■ Task prompt ■
Rescale the part of the material that opens with the line containing "of the brown" and runs through the end of the material. Give only those lines again, with the requests left as they are, every answer coordinate multiplied by 1.65 and rounded to a whole number (halves up), and the pictures left out.
"""
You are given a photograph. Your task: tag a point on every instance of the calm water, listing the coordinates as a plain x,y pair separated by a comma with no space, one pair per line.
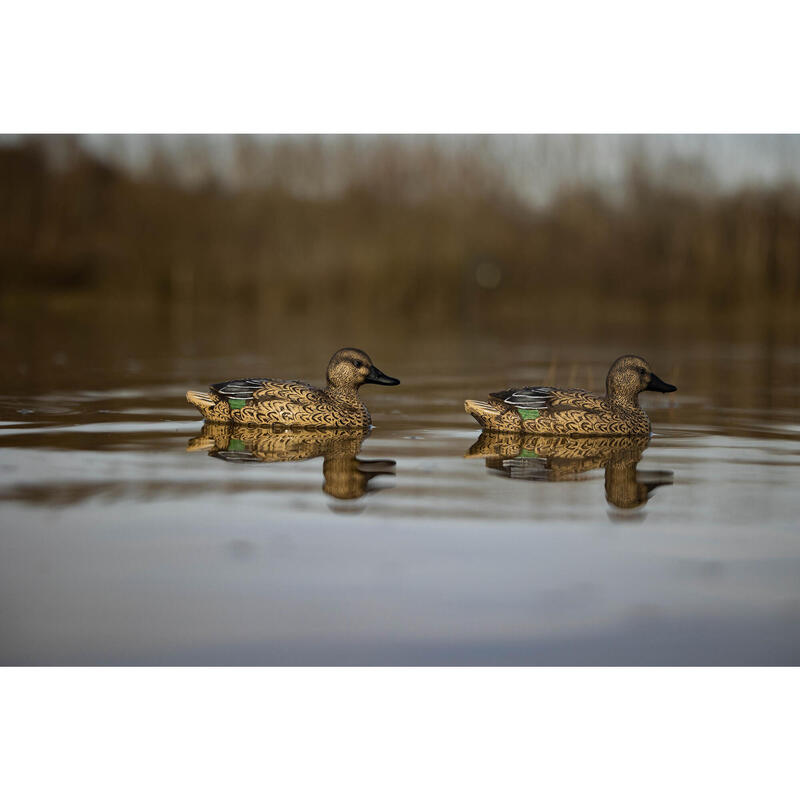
131,534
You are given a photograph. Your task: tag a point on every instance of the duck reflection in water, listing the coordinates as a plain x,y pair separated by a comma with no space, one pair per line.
346,477
564,458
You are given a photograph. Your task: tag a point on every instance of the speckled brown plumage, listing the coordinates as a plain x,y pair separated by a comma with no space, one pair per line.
346,477
548,411
292,404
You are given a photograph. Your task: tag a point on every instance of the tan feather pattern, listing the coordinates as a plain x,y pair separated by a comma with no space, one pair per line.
294,404
574,412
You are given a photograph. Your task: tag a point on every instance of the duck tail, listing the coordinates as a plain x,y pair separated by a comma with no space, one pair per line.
212,408
486,415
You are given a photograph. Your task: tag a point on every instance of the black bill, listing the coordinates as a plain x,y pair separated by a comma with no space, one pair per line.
376,376
657,385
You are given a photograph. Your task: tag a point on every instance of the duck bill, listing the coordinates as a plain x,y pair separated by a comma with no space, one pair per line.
376,376
657,385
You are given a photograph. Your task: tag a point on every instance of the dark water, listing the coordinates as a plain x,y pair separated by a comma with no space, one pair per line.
132,535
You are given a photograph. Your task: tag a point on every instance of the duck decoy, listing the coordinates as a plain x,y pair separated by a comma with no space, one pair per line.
574,412
568,458
292,404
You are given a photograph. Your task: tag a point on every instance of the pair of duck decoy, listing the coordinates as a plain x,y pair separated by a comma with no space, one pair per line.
541,410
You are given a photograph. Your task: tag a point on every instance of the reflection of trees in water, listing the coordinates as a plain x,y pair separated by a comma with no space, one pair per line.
346,476
556,458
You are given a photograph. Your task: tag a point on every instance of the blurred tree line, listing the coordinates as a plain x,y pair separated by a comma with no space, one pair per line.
410,232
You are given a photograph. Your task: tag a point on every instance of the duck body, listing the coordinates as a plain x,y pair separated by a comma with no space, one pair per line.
545,410
293,404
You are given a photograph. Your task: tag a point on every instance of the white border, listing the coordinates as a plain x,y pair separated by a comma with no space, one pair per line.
400,733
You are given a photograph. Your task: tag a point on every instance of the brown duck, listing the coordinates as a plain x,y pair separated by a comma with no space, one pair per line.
346,477
574,412
292,404
567,458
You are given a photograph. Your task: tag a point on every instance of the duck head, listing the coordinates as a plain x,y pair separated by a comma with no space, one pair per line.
350,368
630,375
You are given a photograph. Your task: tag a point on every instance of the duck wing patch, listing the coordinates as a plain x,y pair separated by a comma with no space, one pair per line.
289,392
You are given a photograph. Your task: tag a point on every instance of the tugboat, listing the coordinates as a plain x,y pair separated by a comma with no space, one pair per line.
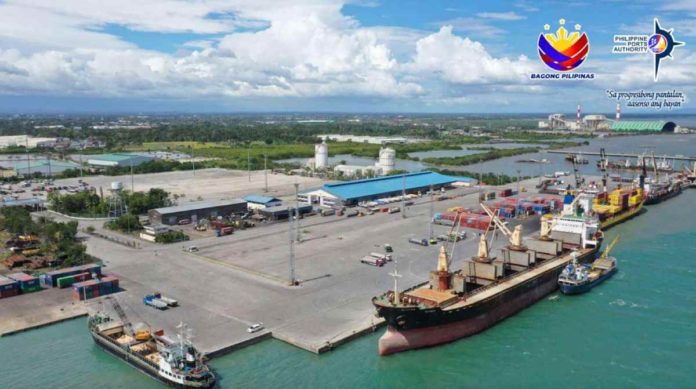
175,363
580,278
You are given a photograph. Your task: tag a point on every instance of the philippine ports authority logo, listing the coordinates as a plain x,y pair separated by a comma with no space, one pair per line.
563,52
661,44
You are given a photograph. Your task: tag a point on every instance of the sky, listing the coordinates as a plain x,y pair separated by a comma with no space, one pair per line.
60,56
"""
■ Reply ■
You are given a photograph. Your task: tag a point on every instance of the brown duck, listing the coordinates as a plain x,y pair separated by a comma with no space, one pair per line.
571,787
947,680
482,667
936,756
You are given a photograph. Your task: tag a point on every instance of the duck head, listing the coordinates as a plain x,y pair separated by a comma with no space, one pair per line.
578,607
1040,619
You are given a photograph. Your task: tag a point on every instance of the duck wing patch, listing the coordinates as a plain x,y pair separated by a comma with no space, one pair per line.
477,647
You are given a photograph. Your task: tag a point on every instance of the tugboat, listing the coordinates as a plain x,y pair separated by a comma with no space, one pair per line.
289,599
957,459
You are given a photograph. Your task: tag a point on every instance of the philippine ports authority logo, listing the coordinates as a plain x,y pair separated by a comma with no space, one pair per line.
929,86
1091,73
You are given a photograph. Your task: tag a point on every instance of the sky, listing the coordinates as a plain x,y pair separated by a comma with no space, one pair per line.
99,92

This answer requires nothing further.